● WORK TO BE COMPLETED
Below is a set of entries. Reproduce exactly the lines from the one containing "[indicate] the cracked" through the end, both included.

BEGIN GIVEN ENTRIES

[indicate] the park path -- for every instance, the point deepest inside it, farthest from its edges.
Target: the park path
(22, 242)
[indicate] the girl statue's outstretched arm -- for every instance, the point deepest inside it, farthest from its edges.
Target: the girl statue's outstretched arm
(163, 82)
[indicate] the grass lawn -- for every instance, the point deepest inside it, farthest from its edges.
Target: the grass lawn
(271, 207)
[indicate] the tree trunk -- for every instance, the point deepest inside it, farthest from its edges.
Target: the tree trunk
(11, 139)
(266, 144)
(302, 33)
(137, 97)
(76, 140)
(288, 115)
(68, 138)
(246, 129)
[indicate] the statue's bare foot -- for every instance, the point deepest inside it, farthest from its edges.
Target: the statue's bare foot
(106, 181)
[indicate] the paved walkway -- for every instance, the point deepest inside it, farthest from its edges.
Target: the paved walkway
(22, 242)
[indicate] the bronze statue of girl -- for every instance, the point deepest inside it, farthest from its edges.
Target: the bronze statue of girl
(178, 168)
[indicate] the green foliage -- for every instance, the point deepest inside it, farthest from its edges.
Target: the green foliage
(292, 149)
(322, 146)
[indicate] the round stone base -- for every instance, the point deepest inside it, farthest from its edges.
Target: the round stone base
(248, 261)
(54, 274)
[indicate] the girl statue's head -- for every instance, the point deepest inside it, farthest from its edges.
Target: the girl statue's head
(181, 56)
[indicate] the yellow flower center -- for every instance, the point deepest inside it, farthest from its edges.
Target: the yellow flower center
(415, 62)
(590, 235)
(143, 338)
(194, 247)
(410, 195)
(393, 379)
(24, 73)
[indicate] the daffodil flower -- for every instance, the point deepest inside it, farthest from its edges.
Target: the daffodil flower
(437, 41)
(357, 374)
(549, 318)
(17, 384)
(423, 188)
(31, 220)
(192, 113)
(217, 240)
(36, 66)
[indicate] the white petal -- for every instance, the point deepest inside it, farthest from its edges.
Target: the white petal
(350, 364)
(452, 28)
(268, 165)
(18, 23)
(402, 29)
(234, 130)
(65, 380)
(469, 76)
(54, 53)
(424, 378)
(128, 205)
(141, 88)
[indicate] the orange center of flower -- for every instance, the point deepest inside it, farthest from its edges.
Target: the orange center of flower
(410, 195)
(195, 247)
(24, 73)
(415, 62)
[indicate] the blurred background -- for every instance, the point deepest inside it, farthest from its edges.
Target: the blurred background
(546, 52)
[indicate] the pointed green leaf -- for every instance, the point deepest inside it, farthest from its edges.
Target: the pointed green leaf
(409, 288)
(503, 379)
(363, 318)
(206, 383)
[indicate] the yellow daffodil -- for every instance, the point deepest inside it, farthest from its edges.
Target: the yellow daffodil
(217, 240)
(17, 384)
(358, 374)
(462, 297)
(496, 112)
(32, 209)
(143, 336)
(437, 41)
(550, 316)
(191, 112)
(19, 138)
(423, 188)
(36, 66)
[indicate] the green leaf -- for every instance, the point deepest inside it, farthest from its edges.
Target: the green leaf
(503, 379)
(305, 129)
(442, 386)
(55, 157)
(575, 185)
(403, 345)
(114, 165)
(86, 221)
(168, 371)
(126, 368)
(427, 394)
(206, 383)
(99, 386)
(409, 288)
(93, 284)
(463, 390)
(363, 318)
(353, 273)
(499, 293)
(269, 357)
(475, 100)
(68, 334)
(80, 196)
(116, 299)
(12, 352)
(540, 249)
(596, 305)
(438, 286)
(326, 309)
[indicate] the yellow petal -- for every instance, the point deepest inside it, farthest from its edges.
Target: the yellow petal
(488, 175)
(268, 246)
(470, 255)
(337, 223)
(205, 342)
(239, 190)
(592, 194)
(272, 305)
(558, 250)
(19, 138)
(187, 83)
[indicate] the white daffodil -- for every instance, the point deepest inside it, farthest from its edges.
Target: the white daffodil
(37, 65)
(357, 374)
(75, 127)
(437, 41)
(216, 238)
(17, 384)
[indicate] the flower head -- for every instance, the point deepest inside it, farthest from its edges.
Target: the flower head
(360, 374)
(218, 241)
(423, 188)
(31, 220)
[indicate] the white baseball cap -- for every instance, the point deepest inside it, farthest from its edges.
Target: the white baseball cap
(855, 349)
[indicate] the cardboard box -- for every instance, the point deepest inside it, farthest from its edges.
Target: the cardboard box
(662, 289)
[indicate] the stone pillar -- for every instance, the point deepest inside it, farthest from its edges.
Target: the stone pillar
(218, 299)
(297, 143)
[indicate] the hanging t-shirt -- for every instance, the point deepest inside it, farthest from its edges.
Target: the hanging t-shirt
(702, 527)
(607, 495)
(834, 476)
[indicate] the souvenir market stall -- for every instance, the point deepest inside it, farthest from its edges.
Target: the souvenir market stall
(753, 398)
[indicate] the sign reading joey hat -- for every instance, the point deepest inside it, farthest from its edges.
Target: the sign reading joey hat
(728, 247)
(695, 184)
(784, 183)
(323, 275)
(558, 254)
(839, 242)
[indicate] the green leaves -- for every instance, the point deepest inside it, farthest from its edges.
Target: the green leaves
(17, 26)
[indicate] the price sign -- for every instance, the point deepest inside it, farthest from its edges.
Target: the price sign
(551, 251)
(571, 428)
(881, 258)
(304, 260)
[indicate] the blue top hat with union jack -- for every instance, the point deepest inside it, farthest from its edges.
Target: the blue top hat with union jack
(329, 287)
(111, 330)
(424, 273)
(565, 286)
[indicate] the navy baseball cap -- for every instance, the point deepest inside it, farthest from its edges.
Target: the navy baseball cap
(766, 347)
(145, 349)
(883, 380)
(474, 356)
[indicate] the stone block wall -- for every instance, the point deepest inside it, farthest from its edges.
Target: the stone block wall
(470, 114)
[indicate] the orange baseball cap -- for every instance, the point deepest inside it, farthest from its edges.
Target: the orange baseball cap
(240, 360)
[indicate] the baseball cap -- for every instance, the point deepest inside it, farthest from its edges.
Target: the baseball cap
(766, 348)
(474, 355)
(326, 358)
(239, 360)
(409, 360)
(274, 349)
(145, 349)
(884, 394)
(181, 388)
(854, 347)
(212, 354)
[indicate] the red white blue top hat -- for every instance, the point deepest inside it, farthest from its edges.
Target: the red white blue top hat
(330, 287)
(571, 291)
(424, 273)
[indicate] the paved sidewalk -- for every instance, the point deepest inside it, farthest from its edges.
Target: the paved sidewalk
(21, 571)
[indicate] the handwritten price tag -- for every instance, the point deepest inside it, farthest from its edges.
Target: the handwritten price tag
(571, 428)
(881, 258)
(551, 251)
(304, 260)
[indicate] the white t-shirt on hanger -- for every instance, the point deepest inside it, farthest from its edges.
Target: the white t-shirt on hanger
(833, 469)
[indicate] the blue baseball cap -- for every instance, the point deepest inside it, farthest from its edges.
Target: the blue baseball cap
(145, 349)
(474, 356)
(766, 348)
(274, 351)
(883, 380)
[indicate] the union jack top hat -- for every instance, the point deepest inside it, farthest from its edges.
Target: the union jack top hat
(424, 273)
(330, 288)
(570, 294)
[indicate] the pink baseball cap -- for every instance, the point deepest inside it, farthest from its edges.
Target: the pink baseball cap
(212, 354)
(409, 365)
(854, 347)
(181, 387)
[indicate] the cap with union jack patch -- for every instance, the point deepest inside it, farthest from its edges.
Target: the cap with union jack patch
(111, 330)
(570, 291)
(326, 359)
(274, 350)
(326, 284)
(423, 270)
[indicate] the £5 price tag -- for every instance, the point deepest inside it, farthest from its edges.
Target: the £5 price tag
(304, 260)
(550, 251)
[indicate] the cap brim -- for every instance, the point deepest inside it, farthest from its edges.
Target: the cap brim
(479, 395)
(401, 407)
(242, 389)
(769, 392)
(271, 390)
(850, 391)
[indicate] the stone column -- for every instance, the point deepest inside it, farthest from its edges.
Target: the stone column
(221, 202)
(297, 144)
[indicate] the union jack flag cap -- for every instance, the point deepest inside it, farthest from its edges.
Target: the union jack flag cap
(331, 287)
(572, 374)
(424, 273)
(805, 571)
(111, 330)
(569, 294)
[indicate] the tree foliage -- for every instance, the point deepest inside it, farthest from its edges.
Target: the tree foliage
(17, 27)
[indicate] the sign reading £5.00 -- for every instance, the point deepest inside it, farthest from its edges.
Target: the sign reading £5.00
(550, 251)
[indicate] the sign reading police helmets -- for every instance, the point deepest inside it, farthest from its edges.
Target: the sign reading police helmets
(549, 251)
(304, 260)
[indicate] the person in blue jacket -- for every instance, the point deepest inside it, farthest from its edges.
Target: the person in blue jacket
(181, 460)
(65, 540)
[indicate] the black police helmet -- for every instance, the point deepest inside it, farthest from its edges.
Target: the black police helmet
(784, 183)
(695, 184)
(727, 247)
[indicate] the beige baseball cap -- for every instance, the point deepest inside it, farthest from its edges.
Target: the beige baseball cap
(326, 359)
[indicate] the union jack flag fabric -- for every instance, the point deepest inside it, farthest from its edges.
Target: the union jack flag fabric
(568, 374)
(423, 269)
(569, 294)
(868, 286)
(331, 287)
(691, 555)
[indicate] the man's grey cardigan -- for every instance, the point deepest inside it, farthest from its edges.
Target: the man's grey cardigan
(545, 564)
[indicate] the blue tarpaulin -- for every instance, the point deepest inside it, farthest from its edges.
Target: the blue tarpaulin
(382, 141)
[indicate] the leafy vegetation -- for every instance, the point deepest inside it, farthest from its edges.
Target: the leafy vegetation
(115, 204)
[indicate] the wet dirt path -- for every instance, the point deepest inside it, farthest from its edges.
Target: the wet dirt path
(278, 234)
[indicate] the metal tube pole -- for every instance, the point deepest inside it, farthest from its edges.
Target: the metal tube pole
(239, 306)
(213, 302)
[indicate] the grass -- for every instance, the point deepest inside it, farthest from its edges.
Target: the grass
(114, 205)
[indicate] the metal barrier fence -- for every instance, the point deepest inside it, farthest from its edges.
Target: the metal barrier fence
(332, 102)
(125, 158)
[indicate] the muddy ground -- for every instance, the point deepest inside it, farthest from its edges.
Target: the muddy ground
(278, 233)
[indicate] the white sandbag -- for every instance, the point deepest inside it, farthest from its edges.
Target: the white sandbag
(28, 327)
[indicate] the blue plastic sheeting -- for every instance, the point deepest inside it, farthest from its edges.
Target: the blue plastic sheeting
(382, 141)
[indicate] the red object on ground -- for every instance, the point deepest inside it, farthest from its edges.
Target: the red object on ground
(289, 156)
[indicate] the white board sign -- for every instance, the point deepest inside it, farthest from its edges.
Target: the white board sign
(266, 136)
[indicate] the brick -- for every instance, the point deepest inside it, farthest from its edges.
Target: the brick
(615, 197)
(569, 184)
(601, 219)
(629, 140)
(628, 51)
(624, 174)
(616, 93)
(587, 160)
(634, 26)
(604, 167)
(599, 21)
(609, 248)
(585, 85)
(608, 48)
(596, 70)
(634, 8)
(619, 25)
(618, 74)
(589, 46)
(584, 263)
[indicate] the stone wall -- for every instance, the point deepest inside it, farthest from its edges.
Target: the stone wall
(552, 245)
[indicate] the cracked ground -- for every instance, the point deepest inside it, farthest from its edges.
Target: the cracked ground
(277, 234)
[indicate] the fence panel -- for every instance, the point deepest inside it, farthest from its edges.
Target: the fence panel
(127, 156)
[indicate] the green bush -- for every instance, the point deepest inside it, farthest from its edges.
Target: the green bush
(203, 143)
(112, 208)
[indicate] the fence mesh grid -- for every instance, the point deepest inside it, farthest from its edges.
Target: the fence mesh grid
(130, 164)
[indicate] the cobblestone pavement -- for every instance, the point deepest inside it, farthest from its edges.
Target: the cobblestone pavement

END GIVEN ENTRIES

● PROBLEM SOLUTION
[indicate] the cracked ground -- for every instance, the point deepest inside it, farthest from its edges.
Target: the cracked ground
(277, 234)
[indicate] the fence panel -- for every instance, the point deepest inside it, farthest from its edges.
Target: the fence panel
(127, 156)
[indicate] the green bush -- for every instance, the point deepest inside it, farthest from its edges.
Target: the green bush
(203, 143)
(112, 208)
[indicate] the fence mesh grid -- for every instance, the point deepest inside it, farthest from its edges.
Target: the fence mesh grid
(130, 164)
[indicate] the cobblestone pavement -- for every instance, the point deepest inside it, farthest from its edges.
Target: the cobblestone pavement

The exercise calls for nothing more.